__Material provided__
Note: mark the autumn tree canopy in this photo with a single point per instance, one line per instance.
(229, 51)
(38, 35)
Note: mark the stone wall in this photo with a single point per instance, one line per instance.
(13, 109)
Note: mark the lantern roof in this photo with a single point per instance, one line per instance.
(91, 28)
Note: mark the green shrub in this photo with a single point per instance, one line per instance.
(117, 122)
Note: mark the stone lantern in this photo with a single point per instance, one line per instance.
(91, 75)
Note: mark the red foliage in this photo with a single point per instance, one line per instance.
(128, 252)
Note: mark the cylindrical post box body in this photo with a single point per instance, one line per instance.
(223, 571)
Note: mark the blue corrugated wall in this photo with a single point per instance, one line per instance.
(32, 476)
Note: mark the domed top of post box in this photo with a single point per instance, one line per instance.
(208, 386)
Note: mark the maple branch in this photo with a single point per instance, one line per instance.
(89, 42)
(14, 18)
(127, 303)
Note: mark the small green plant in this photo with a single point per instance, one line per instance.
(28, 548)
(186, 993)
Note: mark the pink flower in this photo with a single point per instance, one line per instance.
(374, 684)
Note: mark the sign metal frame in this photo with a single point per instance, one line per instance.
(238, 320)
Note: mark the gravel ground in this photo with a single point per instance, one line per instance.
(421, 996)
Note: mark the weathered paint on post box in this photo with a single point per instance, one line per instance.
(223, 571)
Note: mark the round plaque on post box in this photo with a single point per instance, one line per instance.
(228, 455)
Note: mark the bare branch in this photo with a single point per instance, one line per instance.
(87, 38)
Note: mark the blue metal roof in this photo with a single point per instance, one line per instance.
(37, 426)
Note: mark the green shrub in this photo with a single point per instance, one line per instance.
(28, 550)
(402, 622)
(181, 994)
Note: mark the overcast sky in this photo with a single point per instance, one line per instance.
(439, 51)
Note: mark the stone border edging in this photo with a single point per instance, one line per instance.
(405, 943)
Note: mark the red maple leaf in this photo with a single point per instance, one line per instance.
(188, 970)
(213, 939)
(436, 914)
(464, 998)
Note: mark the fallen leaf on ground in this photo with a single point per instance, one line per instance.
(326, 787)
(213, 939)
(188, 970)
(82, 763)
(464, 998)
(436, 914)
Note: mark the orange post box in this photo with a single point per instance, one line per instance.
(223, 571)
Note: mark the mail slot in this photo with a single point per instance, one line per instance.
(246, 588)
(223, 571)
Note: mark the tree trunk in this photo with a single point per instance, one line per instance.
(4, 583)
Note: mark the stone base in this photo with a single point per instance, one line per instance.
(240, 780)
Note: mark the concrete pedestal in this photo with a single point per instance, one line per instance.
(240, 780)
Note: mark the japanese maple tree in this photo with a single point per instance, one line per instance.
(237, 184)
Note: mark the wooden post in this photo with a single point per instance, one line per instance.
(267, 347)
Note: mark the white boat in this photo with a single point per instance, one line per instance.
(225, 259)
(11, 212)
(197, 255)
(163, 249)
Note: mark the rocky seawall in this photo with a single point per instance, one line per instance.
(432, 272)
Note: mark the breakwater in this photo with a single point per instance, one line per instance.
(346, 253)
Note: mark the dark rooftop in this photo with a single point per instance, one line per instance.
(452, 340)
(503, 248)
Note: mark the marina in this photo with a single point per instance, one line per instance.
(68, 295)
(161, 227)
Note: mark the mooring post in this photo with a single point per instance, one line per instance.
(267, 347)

--

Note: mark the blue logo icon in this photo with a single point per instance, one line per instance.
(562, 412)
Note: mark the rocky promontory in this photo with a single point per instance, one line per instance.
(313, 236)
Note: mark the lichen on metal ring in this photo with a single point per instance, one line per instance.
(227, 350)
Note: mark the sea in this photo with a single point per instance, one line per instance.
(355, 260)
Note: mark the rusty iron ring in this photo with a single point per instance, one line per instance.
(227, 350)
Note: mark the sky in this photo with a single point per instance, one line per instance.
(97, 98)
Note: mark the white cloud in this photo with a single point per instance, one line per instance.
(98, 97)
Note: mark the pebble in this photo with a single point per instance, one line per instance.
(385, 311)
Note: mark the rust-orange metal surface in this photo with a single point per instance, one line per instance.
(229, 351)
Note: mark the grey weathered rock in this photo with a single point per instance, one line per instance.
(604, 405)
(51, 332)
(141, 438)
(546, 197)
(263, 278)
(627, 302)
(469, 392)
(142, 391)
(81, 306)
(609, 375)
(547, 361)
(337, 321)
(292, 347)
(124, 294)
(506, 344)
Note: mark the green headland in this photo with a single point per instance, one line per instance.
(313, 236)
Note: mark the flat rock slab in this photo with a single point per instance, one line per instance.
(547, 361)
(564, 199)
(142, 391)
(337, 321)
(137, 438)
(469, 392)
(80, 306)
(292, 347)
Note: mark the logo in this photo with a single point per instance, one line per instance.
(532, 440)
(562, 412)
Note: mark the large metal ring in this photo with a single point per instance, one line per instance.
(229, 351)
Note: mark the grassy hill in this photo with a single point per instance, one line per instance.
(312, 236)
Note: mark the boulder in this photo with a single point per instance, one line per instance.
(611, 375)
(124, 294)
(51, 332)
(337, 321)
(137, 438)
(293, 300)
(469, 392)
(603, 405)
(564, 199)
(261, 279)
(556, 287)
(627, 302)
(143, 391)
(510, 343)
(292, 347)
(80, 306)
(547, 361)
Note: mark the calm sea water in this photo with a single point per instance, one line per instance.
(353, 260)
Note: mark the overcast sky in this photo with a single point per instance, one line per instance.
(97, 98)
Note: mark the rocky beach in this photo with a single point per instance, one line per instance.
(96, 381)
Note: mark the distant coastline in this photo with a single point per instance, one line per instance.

__Problem requirements__
Please write out, exactly as they appear above, only the lines in the stretch from the line with "Note: mark the green headland" through the line with "Note: mark the distant".

__Finished exercise__
Note: mark the green headland in this photo with a single point per instance, one line per instance.
(313, 236)
Note: mark the flat rock slab in this photo with a single point per instance, one line per instance.
(547, 361)
(564, 199)
(142, 391)
(337, 321)
(137, 438)
(469, 392)
(80, 306)
(292, 347)
Note: mark the logo in this photo with a single point per instance, one line per instance.
(532, 440)
(562, 412)
Note: mark the large metal ring in this photo with a single point per instance, one line per instance.
(229, 351)
Note: mark the grassy hill in this photo with a single point per instance, one line per instance.
(312, 236)
Note: mark the boulder in this photo with a single point per instance, one line per instance.
(611, 375)
(124, 294)
(51, 332)
(337, 321)
(137, 438)
(293, 300)
(469, 392)
(603, 405)
(564, 199)
(261, 279)
(556, 287)
(627, 302)
(143, 391)
(510, 343)
(292, 347)
(80, 306)
(547, 361)
Note: mark the calm sea water in this photo with a single point per instance, one line per instance.
(353, 260)
Note: mark the overcast sky in this photo with a single point per instance, one line per instance.
(97, 98)
Note: mark the rocky beach in this photo with a single point per instance, one line per instance.
(96, 381)
Note: mark the distant coastline in this photo with a single point per instance, one line per instance.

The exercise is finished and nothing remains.